Thursday, November 13, 2014
Tuesday, October 7, 2014
Pilgrim
You Might Be a Pilgrim If:
56 Ways to Identify an American Post-Camino Peregrino in Withdrawal
1. Goodwill will not accept your used hiking boots.
2. You carry toilet paper, extra-powered Ibuprofen, and Compeed with you at all times.
3. You wash your socks with shampoo.
4. You have a fantastic tan…but only on your left side.
5. You have seen Pablito‘s special rock.
6. You fear cyclists.
7. You routinely approach reception desks and ask if the hotel is “complete.”
8. You hear that Alanis Morissette song in your head when you take long walks.
9. You can say “hello” in Spanish, French, Italian, German, Portuguese, English, Dutch, Korean, and Aussie.
10. You are secretly a little bit in love with the Singing Nun of Santiago.
11. You wash your underwear with shampoo.
12. You either have or are contemplating a scallop-shell tattoo.
13. You’ve engaged in hour-long poncho vs. rain suit debates.
14. Folgers just doesn’t cut it anymore.

EXTRACTED INFORMATION:
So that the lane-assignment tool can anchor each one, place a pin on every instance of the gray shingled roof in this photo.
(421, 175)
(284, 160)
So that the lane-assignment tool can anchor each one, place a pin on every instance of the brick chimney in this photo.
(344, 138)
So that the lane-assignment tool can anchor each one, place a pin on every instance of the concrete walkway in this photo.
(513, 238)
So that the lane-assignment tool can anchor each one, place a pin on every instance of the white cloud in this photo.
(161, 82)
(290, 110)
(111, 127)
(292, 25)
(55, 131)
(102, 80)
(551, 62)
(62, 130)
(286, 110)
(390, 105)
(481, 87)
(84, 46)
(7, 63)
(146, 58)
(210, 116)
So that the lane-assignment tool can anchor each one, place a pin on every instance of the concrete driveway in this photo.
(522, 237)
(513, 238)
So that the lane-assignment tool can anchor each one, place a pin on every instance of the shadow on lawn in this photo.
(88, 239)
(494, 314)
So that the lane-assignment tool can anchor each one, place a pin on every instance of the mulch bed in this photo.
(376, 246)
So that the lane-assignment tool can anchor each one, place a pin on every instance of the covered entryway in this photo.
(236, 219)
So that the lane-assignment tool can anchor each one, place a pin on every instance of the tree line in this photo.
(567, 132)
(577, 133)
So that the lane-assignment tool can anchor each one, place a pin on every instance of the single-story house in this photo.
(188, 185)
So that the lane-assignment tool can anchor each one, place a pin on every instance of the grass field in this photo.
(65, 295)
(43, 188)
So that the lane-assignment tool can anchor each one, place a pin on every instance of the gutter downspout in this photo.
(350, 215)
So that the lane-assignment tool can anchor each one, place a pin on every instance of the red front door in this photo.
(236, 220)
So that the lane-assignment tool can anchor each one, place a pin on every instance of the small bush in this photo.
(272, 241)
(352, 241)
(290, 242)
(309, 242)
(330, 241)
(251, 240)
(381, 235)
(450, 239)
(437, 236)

WHAT TO WORK ON: Can you continue the Camino pilgrim list above, starting with item 15?

REPLY TO THE EXERCISE:
15. You can pee anywhere, and you don’t really care who sees.
16. You can pack everything you need for a 6 week trip in 10 minutes or less.
17. Your most prized possessions are field-tested socks and underwear.
18. The yellow arrow is your GPS.
19. You wash your face with shampoo.
20. Whenever you go to a restaurant, you look for the Menu de Peregrino, and you can’t understand why the wine isn’t included.
21. You hoard plastic bags and diaper pins.
22. You can take a shower in 4 minutes…using only shampoo.
23. You can dry yourself off completely using a tiny ShamWow towel.
24. You’ve whittled your wardrobe down to 2 of everything.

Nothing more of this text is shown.